Object location annotation data:
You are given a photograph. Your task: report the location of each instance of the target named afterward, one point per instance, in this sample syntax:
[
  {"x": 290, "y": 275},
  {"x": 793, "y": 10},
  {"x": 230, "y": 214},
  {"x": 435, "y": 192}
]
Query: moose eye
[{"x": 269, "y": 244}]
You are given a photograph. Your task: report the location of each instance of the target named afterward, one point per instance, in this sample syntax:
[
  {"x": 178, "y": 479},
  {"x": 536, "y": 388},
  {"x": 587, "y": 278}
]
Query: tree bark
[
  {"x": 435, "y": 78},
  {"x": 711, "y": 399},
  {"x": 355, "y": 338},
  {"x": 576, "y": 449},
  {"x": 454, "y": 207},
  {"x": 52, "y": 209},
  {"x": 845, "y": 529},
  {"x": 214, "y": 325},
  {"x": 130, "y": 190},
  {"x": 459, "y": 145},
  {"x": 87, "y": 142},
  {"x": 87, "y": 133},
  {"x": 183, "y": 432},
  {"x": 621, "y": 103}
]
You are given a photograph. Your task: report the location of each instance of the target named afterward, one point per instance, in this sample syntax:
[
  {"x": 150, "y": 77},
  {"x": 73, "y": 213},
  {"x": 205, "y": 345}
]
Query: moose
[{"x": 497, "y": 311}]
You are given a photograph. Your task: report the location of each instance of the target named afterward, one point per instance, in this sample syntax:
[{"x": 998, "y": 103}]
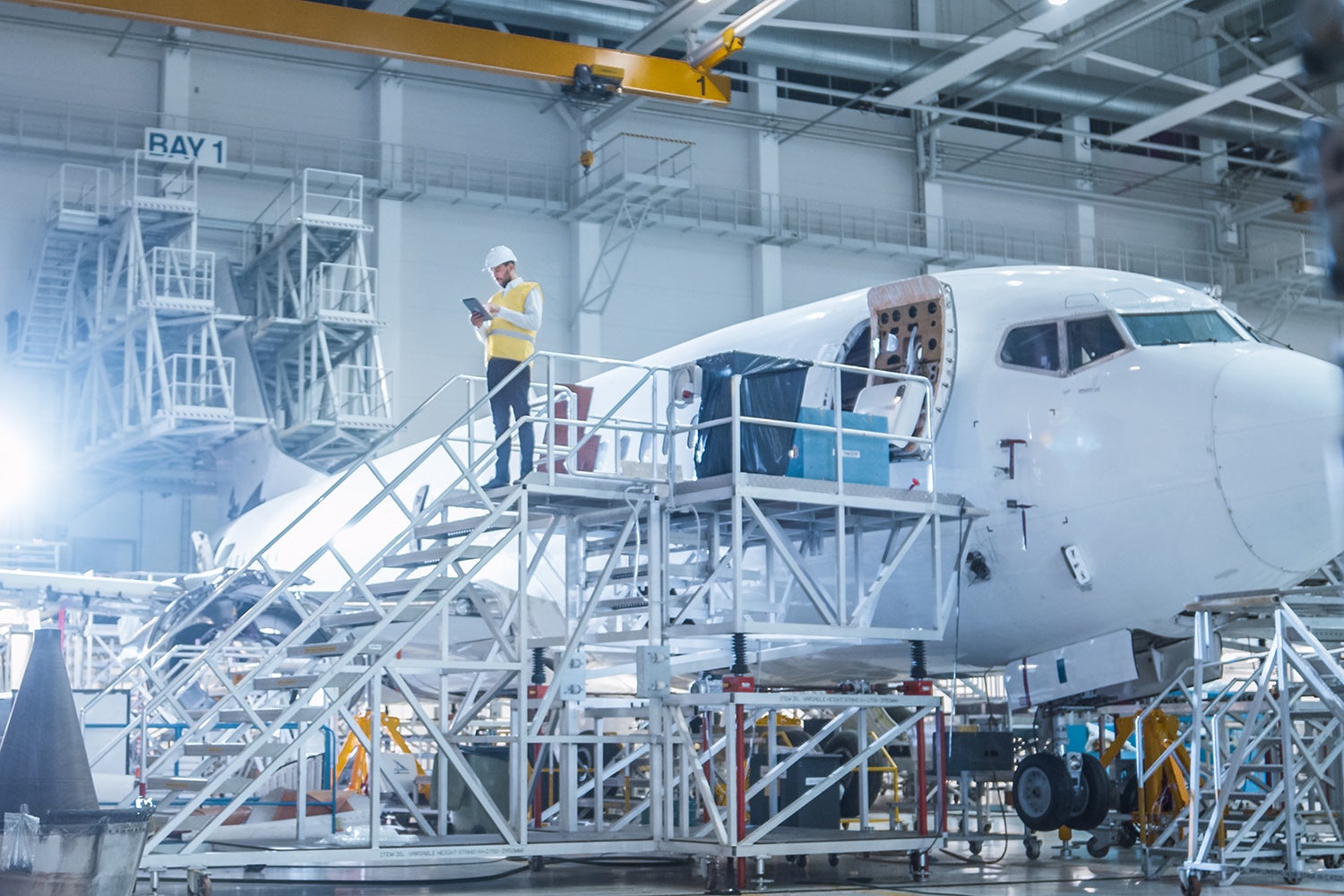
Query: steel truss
[
  {"x": 125, "y": 303},
  {"x": 314, "y": 335},
  {"x": 623, "y": 578},
  {"x": 1255, "y": 780}
]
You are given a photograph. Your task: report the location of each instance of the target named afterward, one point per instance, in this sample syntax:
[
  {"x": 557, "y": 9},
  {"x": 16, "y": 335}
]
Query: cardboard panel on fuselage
[{"x": 913, "y": 317}]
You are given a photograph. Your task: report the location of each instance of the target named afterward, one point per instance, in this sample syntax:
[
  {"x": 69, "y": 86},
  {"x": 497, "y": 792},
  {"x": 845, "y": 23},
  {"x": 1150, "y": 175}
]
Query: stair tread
[
  {"x": 268, "y": 713},
  {"x": 402, "y": 586},
  {"x": 287, "y": 683},
  {"x": 433, "y": 555},
  {"x": 357, "y": 618},
  {"x": 457, "y": 528}
]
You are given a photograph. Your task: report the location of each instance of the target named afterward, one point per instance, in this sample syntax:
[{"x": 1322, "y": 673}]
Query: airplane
[{"x": 1129, "y": 445}]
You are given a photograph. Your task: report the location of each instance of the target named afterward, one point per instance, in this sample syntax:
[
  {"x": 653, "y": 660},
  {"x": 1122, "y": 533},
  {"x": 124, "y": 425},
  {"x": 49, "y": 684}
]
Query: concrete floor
[{"x": 1002, "y": 869}]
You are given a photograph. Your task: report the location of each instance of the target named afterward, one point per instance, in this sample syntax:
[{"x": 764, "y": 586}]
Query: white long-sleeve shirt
[{"x": 530, "y": 319}]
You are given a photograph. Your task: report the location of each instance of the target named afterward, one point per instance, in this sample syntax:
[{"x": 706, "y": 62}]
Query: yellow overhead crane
[{"x": 319, "y": 24}]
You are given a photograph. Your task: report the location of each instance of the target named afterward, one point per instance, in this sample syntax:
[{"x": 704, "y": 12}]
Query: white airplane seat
[{"x": 887, "y": 400}]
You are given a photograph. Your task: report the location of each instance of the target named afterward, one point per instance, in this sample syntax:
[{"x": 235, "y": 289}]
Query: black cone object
[{"x": 43, "y": 762}]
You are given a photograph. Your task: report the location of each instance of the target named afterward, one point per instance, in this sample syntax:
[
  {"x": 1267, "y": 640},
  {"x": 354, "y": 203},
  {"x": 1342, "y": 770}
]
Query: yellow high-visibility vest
[{"x": 504, "y": 339}]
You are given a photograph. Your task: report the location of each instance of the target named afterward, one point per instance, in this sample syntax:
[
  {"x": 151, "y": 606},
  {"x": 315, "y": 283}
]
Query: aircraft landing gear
[
  {"x": 1046, "y": 796},
  {"x": 1042, "y": 791}
]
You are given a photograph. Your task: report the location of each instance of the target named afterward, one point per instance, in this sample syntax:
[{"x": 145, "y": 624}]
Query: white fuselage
[{"x": 1172, "y": 470}]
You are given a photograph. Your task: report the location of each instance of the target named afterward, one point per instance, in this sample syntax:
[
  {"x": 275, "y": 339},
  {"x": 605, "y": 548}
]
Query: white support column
[
  {"x": 766, "y": 261},
  {"x": 175, "y": 78},
  {"x": 387, "y": 238},
  {"x": 585, "y": 249},
  {"x": 1082, "y": 215},
  {"x": 927, "y": 191},
  {"x": 1212, "y": 169}
]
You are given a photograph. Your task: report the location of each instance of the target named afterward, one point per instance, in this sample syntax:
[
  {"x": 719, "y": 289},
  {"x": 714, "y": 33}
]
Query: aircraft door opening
[{"x": 911, "y": 333}]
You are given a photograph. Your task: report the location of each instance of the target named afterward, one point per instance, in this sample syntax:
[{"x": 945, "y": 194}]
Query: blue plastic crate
[{"x": 866, "y": 458}]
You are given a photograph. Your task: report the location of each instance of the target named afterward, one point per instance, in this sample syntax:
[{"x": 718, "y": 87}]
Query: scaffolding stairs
[
  {"x": 1265, "y": 747},
  {"x": 314, "y": 330},
  {"x": 46, "y": 328}
]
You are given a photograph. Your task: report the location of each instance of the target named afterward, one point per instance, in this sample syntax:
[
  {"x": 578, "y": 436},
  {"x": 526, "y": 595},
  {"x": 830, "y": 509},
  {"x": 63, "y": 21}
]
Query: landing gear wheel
[
  {"x": 1091, "y": 799},
  {"x": 1042, "y": 791}
]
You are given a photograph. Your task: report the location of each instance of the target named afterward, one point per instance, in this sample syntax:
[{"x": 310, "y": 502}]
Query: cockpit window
[
  {"x": 1035, "y": 346},
  {"x": 1090, "y": 340},
  {"x": 1175, "y": 328}
]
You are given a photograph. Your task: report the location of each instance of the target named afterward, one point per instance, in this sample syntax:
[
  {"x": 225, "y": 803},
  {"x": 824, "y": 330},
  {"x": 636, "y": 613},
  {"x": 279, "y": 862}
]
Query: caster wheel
[{"x": 198, "y": 884}]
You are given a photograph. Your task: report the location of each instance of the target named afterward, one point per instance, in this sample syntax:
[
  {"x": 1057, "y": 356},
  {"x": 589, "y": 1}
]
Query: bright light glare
[{"x": 22, "y": 473}]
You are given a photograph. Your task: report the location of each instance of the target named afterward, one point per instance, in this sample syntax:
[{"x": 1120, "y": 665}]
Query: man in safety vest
[{"x": 510, "y": 338}]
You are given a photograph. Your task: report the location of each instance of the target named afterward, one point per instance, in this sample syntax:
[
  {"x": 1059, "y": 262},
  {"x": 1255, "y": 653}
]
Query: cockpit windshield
[{"x": 1176, "y": 328}]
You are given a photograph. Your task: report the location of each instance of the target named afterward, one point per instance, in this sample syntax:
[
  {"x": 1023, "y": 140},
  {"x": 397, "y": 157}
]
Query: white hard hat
[{"x": 497, "y": 255}]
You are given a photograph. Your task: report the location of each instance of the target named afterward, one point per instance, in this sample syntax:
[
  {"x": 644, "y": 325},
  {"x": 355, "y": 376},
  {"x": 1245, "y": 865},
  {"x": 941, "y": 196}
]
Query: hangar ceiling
[{"x": 1185, "y": 83}]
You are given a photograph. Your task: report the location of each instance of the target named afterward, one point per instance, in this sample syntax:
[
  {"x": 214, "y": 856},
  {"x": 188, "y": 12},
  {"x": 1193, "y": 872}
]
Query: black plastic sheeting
[{"x": 771, "y": 389}]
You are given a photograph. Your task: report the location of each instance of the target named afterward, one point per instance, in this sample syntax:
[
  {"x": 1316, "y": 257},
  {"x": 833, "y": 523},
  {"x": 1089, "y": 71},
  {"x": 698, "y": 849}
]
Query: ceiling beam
[
  {"x": 319, "y": 24},
  {"x": 996, "y": 50},
  {"x": 1215, "y": 99},
  {"x": 675, "y": 22}
]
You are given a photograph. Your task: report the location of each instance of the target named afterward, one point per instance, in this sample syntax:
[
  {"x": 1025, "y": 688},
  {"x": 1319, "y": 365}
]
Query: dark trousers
[{"x": 511, "y": 398}]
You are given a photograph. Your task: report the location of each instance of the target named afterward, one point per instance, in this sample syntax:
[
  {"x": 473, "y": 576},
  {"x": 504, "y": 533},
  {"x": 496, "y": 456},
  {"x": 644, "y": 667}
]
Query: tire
[
  {"x": 1093, "y": 798},
  {"x": 1042, "y": 791},
  {"x": 846, "y": 745}
]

Exercise aim:
Pull out each line above that contains the string "aircraft", matching its case exactly.

Solution to the problem:
Query: aircraft landing gear
Query: aircraft door opening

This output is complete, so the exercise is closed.